— begin SUPPLIED DATA —
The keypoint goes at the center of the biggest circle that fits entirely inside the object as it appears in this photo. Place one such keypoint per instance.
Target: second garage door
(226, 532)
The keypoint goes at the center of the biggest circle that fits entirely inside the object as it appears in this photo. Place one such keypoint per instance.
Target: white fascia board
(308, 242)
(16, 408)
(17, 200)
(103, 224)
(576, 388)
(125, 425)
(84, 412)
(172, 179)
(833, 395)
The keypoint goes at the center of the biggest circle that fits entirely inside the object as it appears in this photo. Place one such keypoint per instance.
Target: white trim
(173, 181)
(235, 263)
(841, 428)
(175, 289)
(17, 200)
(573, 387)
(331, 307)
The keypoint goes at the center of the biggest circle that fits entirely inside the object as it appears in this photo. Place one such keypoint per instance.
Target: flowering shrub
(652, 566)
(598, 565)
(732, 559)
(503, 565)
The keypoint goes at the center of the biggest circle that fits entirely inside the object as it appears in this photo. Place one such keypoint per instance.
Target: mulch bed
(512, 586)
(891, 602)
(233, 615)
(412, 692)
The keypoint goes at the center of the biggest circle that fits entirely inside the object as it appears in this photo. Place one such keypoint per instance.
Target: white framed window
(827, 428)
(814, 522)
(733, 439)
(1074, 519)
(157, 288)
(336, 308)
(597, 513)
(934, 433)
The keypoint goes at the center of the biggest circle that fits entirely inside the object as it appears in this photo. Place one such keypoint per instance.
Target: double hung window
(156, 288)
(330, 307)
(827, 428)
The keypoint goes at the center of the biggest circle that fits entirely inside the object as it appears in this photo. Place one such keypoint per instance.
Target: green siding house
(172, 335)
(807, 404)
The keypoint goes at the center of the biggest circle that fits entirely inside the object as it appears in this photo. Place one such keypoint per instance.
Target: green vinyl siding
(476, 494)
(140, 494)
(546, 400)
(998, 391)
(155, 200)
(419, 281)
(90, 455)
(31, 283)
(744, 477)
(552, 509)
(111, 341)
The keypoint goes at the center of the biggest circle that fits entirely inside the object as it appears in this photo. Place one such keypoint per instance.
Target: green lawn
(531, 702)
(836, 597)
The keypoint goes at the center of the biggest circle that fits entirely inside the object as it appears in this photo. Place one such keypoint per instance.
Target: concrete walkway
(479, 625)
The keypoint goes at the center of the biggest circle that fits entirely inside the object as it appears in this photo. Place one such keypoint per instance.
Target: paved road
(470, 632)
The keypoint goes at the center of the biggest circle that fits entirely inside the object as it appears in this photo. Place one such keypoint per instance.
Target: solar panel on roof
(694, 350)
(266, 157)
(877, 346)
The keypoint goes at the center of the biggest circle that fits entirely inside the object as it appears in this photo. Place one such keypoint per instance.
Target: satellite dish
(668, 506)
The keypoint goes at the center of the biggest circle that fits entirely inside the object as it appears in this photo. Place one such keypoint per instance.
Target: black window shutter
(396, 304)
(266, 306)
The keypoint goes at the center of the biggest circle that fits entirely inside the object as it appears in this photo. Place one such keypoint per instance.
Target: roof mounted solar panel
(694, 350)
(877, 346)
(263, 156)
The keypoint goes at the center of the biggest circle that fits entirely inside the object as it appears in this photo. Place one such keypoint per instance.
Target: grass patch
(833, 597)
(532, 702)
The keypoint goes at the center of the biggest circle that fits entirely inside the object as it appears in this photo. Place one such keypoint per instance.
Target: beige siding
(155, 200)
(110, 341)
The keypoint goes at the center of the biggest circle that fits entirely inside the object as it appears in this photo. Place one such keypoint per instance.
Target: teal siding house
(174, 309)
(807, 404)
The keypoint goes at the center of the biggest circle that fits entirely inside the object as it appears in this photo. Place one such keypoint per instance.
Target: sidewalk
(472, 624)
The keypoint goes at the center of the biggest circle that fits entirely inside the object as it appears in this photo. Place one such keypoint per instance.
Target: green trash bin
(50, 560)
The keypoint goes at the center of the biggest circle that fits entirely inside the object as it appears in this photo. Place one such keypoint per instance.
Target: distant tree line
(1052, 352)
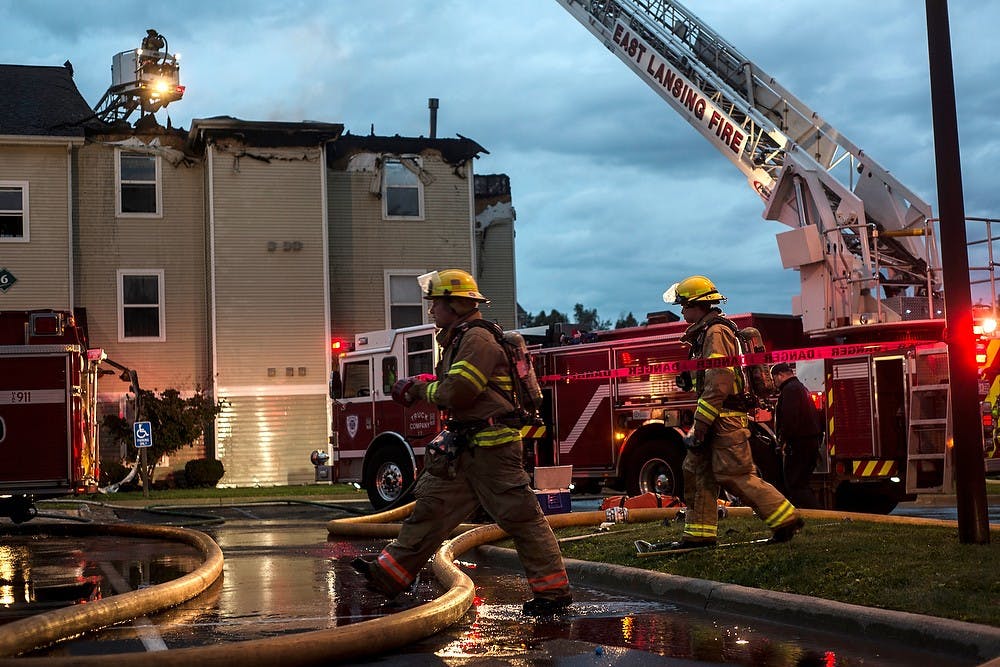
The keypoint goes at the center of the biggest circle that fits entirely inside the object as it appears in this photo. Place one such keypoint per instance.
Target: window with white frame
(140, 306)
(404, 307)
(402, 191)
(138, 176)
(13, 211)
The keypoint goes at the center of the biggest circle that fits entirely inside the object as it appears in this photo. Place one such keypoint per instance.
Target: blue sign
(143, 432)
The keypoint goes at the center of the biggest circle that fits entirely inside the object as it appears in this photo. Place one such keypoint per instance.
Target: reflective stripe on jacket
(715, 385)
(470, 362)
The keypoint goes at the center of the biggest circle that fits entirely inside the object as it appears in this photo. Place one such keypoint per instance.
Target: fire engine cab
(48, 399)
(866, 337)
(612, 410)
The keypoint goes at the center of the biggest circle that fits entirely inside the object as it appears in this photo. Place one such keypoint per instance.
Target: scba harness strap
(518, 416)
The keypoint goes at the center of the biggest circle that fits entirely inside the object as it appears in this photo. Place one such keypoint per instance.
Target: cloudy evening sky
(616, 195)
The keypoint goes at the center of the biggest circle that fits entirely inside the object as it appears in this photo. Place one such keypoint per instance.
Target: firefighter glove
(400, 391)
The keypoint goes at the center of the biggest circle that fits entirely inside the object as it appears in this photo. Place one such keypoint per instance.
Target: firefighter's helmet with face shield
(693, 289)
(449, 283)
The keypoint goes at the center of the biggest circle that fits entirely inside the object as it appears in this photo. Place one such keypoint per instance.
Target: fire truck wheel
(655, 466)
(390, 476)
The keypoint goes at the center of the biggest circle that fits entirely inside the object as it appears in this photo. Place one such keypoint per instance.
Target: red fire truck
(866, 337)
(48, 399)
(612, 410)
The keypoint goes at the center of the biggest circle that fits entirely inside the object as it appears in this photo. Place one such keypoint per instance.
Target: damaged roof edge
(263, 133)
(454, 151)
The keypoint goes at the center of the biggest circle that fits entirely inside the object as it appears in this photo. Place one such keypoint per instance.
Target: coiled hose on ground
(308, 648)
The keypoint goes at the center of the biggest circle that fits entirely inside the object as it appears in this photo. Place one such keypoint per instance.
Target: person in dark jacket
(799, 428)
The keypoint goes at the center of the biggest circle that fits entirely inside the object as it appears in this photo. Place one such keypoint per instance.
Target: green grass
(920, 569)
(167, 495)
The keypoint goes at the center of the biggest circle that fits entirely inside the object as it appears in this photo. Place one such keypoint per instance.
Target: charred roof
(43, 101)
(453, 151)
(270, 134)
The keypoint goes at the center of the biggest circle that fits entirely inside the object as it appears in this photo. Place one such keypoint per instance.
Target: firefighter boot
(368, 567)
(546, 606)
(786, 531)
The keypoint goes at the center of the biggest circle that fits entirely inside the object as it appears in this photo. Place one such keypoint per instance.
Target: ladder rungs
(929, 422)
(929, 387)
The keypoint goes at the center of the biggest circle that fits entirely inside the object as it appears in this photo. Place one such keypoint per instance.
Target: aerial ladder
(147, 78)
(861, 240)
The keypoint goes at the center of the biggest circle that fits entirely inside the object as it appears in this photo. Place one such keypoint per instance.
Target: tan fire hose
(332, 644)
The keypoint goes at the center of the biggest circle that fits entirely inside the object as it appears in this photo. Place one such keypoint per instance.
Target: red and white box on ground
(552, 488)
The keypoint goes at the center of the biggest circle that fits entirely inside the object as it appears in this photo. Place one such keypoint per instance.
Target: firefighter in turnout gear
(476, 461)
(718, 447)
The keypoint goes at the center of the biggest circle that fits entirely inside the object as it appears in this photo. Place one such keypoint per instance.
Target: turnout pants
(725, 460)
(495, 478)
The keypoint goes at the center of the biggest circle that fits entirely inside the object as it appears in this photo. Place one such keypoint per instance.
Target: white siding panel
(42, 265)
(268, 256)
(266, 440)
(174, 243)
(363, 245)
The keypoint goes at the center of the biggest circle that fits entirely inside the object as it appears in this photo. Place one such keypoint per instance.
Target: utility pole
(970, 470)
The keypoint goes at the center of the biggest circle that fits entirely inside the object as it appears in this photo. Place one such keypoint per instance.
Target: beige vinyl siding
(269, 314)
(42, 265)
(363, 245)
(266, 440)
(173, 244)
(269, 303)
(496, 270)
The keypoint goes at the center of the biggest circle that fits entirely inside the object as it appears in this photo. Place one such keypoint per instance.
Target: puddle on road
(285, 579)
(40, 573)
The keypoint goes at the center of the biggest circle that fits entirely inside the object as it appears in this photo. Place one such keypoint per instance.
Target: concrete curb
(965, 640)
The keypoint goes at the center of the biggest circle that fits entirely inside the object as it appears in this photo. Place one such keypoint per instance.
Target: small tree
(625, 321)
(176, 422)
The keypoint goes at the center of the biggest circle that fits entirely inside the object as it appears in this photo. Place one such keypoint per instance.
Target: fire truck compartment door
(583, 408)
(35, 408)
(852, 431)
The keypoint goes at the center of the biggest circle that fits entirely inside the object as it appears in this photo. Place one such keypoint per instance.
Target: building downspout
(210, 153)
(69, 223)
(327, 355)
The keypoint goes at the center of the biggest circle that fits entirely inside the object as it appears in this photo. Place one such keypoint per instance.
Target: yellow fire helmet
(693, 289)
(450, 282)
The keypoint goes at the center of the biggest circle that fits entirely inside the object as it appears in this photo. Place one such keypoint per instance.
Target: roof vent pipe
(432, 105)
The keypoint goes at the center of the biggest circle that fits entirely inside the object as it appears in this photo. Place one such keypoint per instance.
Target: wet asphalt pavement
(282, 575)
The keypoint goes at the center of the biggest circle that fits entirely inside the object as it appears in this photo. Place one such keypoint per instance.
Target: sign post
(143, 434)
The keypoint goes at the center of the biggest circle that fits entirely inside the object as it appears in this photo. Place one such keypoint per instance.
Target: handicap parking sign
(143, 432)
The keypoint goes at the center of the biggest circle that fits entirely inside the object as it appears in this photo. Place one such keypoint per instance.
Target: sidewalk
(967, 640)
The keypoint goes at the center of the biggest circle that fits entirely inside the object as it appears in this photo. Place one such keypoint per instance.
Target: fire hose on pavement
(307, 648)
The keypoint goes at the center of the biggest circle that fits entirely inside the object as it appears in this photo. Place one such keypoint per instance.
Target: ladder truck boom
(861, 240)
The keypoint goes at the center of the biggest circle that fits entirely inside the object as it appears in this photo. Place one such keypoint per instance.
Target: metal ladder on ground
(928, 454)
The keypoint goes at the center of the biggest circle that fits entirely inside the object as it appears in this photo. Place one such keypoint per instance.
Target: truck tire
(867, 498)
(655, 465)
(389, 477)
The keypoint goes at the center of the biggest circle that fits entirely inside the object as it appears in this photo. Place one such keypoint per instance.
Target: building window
— end SUPPLIED DATA —
> **TASK GOAL**:
Pick out every line in the records that contains the string "sign", and copy each one. Match case exactly.

> **TASK OUTPUT**:
Target: blue sign
Target: sign post
Target: handicap parking sign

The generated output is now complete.